TASK REQUIREMENTS =>
Filter the lines below, copying only those with the string "lies".

MATERIAL SHOWN =>

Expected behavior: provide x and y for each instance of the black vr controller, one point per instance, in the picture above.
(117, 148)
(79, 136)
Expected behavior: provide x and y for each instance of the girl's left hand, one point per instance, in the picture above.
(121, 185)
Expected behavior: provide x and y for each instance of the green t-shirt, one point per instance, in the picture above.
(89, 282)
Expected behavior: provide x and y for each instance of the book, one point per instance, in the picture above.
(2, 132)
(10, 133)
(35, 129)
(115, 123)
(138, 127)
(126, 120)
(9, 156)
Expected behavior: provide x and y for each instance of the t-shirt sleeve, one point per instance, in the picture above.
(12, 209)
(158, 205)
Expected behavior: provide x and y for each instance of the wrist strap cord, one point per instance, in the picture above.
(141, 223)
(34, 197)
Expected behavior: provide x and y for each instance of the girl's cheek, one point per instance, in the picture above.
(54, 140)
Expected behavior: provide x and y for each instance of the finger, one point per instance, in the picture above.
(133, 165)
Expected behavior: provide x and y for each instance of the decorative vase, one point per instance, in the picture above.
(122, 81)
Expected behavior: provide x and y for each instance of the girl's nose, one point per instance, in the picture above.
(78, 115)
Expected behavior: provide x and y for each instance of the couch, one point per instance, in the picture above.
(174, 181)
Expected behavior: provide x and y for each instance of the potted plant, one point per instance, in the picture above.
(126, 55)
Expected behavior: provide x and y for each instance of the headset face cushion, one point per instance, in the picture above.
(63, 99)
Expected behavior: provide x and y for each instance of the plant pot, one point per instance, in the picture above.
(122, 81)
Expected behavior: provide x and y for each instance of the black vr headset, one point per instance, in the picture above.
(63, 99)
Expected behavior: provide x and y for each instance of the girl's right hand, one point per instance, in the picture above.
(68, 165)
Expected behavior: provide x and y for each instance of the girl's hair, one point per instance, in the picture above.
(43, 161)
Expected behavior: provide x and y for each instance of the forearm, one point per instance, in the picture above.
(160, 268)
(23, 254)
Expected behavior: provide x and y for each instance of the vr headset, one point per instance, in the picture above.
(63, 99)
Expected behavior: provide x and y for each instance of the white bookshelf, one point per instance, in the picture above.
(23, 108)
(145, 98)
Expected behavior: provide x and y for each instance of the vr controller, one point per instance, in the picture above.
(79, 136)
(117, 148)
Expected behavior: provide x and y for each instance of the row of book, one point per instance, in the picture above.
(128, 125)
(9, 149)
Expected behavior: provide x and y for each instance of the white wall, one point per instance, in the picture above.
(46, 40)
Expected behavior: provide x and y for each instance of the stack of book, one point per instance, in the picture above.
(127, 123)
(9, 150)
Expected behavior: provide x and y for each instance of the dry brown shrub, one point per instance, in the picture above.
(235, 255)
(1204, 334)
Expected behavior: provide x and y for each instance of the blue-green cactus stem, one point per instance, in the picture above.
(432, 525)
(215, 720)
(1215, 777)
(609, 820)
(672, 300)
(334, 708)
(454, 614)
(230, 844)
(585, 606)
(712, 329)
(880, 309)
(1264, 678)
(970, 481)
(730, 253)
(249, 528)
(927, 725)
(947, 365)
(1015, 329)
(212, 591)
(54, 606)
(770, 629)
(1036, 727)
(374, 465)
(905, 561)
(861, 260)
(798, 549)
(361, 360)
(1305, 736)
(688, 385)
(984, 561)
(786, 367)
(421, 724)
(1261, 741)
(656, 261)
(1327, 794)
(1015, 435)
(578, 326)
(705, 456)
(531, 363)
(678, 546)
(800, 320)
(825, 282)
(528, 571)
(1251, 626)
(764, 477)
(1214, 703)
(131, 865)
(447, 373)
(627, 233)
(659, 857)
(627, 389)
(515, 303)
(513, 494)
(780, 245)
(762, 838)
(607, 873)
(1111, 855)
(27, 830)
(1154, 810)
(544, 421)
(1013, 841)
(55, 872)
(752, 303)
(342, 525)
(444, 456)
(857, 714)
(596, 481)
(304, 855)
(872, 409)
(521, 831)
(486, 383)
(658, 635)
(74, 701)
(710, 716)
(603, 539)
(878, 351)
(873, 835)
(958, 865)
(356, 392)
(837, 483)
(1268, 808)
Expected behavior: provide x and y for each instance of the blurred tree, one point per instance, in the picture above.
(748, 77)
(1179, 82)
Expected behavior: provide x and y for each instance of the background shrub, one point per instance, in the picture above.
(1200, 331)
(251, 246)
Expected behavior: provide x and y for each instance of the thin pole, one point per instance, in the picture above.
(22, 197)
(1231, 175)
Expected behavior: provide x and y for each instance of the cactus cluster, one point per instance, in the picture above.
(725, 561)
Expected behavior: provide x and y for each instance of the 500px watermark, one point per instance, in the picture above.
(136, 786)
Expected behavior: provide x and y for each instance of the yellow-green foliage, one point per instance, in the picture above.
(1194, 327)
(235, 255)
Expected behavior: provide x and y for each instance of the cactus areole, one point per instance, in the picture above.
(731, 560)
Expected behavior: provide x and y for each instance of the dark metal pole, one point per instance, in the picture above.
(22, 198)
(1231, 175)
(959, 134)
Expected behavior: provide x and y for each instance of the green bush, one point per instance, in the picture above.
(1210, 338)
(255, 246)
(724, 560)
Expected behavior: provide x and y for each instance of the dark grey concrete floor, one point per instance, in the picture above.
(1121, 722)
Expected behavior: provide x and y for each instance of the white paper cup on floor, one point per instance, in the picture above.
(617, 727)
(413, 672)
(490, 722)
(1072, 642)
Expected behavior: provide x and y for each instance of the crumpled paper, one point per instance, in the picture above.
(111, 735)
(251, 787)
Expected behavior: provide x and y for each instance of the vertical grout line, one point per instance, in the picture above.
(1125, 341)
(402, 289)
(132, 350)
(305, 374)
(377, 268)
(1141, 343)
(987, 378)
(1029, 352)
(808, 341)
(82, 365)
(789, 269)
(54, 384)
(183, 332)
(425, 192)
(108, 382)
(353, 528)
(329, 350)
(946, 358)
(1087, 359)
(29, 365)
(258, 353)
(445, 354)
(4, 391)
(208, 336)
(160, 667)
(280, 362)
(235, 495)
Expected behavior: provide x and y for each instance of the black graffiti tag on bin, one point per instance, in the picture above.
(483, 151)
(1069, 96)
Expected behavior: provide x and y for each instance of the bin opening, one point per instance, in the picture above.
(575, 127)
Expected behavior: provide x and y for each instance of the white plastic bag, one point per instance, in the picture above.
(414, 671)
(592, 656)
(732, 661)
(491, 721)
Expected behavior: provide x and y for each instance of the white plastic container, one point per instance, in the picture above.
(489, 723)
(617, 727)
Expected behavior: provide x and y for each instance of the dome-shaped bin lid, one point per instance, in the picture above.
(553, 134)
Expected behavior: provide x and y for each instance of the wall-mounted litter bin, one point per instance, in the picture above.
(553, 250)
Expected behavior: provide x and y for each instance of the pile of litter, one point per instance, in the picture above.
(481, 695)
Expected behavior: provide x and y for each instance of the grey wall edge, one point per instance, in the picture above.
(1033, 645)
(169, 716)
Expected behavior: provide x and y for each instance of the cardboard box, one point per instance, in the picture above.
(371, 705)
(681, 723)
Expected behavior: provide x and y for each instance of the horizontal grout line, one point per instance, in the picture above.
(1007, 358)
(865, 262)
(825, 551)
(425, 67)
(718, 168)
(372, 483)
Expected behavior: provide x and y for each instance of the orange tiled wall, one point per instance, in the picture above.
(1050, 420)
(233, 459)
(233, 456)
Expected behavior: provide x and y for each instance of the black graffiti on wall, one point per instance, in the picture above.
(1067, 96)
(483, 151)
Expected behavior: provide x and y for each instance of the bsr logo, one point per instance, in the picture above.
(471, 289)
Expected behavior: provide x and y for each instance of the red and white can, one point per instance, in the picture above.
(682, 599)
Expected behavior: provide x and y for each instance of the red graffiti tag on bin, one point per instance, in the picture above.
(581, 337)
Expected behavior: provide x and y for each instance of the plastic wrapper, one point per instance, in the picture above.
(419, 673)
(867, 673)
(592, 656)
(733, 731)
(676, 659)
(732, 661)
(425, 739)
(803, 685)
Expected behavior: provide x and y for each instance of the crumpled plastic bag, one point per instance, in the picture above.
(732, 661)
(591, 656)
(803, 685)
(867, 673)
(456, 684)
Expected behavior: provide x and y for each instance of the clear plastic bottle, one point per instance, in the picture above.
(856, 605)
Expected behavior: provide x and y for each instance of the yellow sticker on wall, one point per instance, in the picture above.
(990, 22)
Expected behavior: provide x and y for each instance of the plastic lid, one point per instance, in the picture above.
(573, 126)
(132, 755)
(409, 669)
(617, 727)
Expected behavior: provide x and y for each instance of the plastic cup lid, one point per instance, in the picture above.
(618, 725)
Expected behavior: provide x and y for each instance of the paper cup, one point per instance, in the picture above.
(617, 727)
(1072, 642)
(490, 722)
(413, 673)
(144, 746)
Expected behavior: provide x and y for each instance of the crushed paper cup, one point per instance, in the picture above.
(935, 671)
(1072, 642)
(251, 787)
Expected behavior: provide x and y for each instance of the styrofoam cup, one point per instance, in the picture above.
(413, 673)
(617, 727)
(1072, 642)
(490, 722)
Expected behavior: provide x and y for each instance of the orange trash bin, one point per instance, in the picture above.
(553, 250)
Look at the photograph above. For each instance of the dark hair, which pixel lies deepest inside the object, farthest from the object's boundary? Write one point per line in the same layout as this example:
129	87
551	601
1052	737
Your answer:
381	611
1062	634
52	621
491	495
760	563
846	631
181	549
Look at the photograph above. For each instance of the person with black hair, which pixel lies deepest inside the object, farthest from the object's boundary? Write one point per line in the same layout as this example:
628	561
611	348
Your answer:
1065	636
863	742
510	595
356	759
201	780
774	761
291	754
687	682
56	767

EXERCISE RESPONSE =>
Look at the photograph above. For each instance of the dark hair, which pixel lies deepest inside the object, farthest from the object's boundary? Write one point per line in the same layout as this example:
Look at the photograph above. For each instance of the person with black hair, which pixel lies deepest inside the object, farthest from the object's boundary? Write one point per line in the same layout as this example:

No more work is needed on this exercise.